= DATA FOR THIS EXERCISE =
· · ·
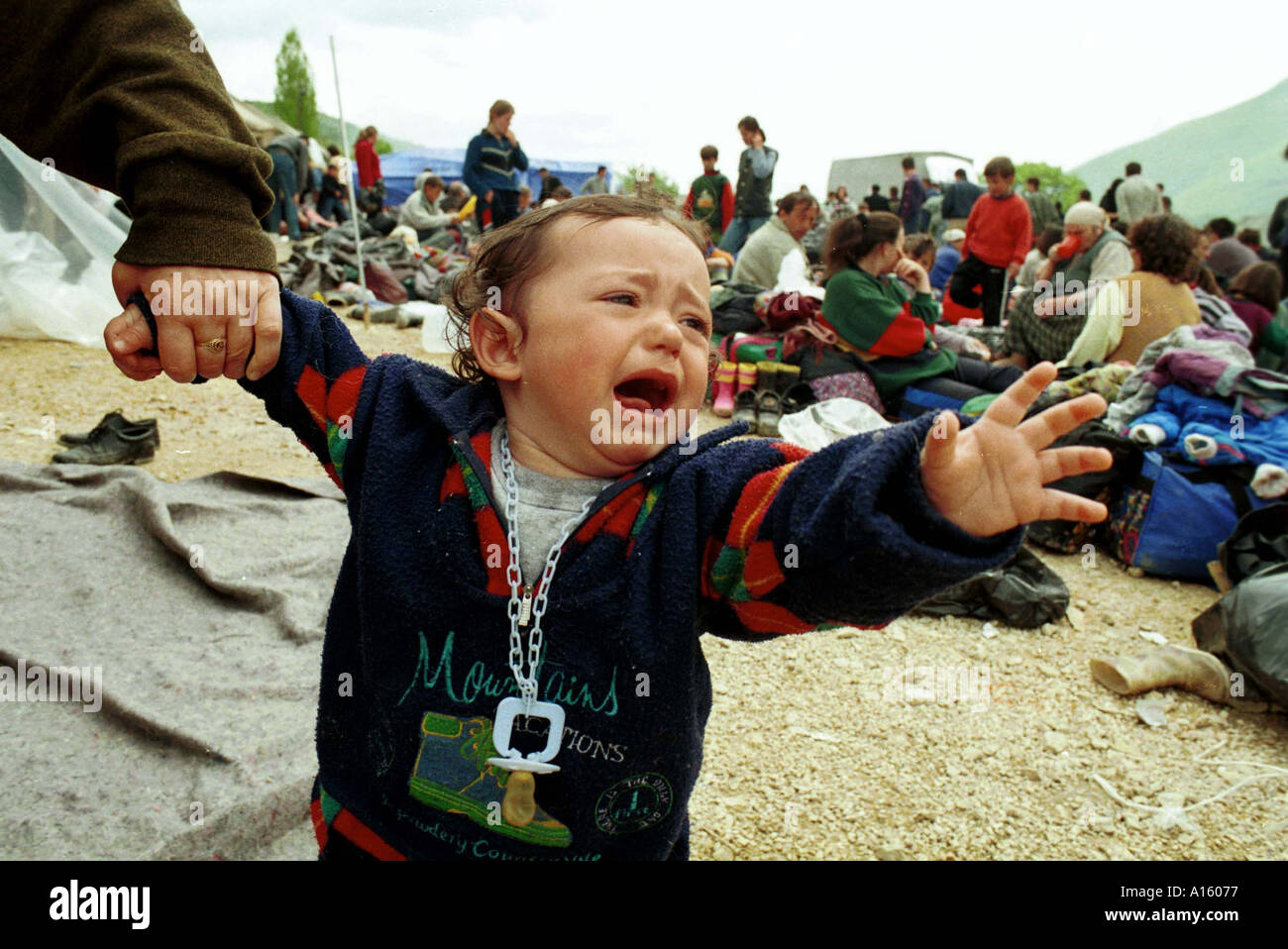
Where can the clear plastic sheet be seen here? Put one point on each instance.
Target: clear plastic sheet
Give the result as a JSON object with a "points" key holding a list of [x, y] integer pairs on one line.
{"points": [[58, 237]]}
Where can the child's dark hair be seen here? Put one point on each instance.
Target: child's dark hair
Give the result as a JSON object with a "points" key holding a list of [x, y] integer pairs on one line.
{"points": [[1000, 166], [516, 253], [1258, 282], [1222, 227], [1167, 245], [853, 239]]}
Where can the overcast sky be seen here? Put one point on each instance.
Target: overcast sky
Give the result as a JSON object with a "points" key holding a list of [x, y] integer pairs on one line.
{"points": [[655, 81]]}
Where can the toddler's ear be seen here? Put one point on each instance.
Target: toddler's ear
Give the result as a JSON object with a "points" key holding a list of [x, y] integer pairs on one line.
{"points": [[494, 339]]}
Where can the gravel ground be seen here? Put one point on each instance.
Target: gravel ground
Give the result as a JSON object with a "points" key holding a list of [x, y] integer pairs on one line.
{"points": [[827, 746]]}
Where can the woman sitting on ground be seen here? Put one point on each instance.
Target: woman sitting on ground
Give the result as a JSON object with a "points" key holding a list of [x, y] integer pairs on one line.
{"points": [[1150, 301], [880, 329], [1253, 295]]}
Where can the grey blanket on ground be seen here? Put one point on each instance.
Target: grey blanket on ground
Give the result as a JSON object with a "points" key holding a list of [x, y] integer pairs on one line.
{"points": [[204, 604]]}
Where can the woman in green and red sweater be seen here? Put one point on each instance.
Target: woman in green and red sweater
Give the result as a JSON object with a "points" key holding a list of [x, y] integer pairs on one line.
{"points": [[880, 327]]}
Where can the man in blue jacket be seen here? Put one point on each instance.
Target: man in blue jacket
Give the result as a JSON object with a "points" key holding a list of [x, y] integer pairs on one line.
{"points": [[489, 167]]}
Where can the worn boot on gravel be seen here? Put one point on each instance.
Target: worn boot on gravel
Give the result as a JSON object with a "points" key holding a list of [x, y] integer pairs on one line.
{"points": [[112, 420], [128, 445]]}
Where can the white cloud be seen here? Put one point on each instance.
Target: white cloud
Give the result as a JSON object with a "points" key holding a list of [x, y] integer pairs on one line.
{"points": [[656, 81]]}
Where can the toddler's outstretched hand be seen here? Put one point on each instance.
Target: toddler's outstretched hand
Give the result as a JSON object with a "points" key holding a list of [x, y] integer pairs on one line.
{"points": [[988, 477]]}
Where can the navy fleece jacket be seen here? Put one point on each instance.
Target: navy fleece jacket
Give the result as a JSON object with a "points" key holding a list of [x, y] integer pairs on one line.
{"points": [[747, 540]]}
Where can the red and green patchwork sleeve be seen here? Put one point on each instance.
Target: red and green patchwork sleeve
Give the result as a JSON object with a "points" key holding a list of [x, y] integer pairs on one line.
{"points": [[314, 387], [840, 537]]}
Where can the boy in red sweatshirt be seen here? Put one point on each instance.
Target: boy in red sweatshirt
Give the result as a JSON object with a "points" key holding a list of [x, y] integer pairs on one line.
{"points": [[999, 236], [709, 196]]}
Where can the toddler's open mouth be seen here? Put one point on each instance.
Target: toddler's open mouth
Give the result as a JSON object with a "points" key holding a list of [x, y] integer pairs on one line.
{"points": [[647, 391]]}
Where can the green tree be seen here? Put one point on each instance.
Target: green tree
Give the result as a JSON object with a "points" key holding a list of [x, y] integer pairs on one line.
{"points": [[1056, 183], [294, 99], [635, 180]]}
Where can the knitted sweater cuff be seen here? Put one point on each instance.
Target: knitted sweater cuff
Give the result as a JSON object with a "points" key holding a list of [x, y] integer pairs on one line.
{"points": [[189, 214]]}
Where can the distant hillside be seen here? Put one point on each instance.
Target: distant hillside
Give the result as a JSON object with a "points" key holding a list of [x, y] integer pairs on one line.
{"points": [[1193, 159], [329, 129]]}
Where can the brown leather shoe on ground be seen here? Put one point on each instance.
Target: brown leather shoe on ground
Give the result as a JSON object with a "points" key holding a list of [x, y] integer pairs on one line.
{"points": [[129, 445]]}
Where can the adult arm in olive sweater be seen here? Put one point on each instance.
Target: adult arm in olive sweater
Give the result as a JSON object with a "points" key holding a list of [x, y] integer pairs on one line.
{"points": [[115, 94]]}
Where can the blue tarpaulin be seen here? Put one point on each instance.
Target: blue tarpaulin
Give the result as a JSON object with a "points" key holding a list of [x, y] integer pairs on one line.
{"points": [[399, 170]]}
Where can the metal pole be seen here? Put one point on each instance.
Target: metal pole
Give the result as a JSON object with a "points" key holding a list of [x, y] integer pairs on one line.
{"points": [[353, 201]]}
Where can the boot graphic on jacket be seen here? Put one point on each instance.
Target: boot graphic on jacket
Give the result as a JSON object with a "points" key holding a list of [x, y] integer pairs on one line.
{"points": [[452, 774]]}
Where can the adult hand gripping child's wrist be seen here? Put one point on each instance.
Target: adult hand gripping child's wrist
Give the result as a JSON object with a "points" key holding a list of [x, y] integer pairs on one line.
{"points": [[990, 477], [240, 334]]}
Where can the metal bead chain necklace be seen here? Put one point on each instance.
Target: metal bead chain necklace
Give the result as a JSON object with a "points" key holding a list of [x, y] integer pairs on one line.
{"points": [[526, 612]]}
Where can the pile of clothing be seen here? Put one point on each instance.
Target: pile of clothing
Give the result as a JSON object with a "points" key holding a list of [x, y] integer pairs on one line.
{"points": [[397, 268]]}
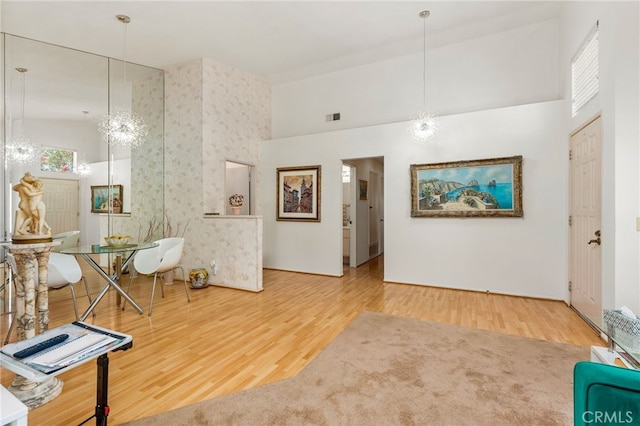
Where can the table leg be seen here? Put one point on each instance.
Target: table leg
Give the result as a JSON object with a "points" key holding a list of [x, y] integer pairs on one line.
· · ·
Return, unchanged, the run of lines above that opens with the line containing "Target: adult arm in olive sweater" and closes with the line containing "Target: adult hand gripping child's wrist". Include both.

= WORKED SOLUTION =
Target: adult arm in olive sweater
Give the result as a JSON object with a "points" key holding a list of [x, y] integer pairs on one line.
{"points": [[115, 94]]}
Where can the blue tarpaulin be seen here? Put one point on each instance.
Target: blue tarpaulin
Give the result as a JSON object with a "points" key holding a list of [x, y] integer pairs on one line.
{"points": [[399, 170]]}
Where can the metal pole be seen here? Put one point on each instance.
Target: metal pole
Give the result as a JSON object with a "points" key holding a list of [x, y] integer pairs on one line.
{"points": [[353, 201]]}
Where can the boot graphic on jacket be seen here? Put one point on each instance.
Target: boot graphic on jacket
Give the result as a JSON object with a "points" key holding a list of [x, y] integer pairs on one line.
{"points": [[452, 774]]}
Where can the adult hand gripping child's wrist be seen here? Put one point on each instance.
Target: adult hand gripping child's wrist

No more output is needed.